ACTIVITY: Return all of the entries, keeping every word and mark as it is.

##########

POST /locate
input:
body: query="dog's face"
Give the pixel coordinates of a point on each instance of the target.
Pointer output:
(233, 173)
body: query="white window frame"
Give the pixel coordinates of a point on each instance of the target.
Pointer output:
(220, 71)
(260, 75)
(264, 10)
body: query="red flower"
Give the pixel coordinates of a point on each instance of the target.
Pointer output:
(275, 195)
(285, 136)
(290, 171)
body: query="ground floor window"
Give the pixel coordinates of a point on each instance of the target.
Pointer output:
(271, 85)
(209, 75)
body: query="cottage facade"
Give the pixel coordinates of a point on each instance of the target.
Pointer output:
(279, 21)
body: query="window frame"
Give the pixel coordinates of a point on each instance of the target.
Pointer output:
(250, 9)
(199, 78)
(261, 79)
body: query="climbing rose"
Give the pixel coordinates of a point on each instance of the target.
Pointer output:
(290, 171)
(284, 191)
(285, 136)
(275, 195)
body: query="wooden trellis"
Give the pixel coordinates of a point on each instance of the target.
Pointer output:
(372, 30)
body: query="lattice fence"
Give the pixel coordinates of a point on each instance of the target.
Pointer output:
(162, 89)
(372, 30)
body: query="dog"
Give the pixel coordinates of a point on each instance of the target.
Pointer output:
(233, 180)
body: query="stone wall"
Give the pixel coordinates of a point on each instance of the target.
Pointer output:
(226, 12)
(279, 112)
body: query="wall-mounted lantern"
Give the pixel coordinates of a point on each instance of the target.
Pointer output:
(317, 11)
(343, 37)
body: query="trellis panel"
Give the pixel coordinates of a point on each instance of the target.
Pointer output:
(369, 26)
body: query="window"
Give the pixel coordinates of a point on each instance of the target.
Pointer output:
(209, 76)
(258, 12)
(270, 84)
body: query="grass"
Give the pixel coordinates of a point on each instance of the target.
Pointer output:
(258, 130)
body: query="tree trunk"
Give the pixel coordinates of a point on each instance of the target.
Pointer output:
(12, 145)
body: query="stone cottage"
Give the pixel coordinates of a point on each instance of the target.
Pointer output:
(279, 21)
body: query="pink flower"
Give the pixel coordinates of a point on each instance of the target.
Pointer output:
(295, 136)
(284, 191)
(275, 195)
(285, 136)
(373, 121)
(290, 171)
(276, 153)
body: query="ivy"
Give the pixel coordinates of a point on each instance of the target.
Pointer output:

##########

ANSWER AREA:
POST /locate
input:
body: query="dog's face"
Give the pixel coordinates of a point on each instance of the target.
Pointer output:
(233, 173)
body: query="white window frame"
Give the pixel coordinates of a point on each instance of the target.
Pointer output:
(220, 71)
(260, 75)
(264, 10)
body: query="red flower"
Give the pixel coordinates of a point on each instance of the target.
Pointer output:
(275, 195)
(285, 136)
(290, 171)
body: query="ground floor window"
Give the pixel coordinates of a point on each instance of the target.
Pointer output:
(271, 85)
(209, 75)
body: query="cottage facade"
Give the pixel coordinates of a point on each instance of the target.
Pointer output:
(279, 21)
body: query="window frame"
Give the pixel coordinates of a point on each instance of the target.
Pointer output:
(250, 9)
(199, 78)
(261, 79)
body: query="climbing rose"
Give the pixel coordinates of a point on each instance of the target.
Pointer output:
(290, 171)
(284, 191)
(285, 136)
(275, 195)
body: query="wooden trellis"
Give the pixel coordinates of a point on each instance of the target.
Pointer output:
(372, 30)
body: query="lattice fence"
Give the pixel coordinates of a point on each instance of the target.
Pointer output:
(162, 89)
(372, 30)
body: query="dog"
Give the pixel coordinates of a point on each instance of the target.
Pointer output:
(233, 180)
body: query="stone wall"
Give the pixel coordinates of a point on each instance of the target.
Pointer output:
(226, 12)
(279, 112)
body: query="wall-mounted lantern"
Give the pixel coordinates of a point on each instance of the target.
Pointer output:
(317, 11)
(343, 37)
body: query="trellis panel"
Give the pixel coordinates of a point on each instance of the target.
Pointer output:
(369, 26)
body: query="window"
Give the pixel coordinates of a point on each instance of the target.
Pointer output:
(209, 76)
(258, 12)
(270, 84)
body: query="grass"
Give the pixel coordinates of a point on each instance of the target.
Pointer output:
(258, 130)
body: query="tree trunk"
Give the pixel coordinates of a point on each instance of the target.
Pointer output:
(12, 145)
body: query="stone cottage"
Give the pixel coordinates of a point on each instance of the target.
Pointer output:
(279, 21)
body: query="pink flower"
Give the pixel coordinates of a point on each instance of the target.
Pointer output:
(295, 136)
(284, 191)
(275, 195)
(285, 136)
(373, 121)
(290, 171)
(276, 153)
body: query="ivy"
Give the pixel coordinates of a point on each instance of the target.
Pointer output:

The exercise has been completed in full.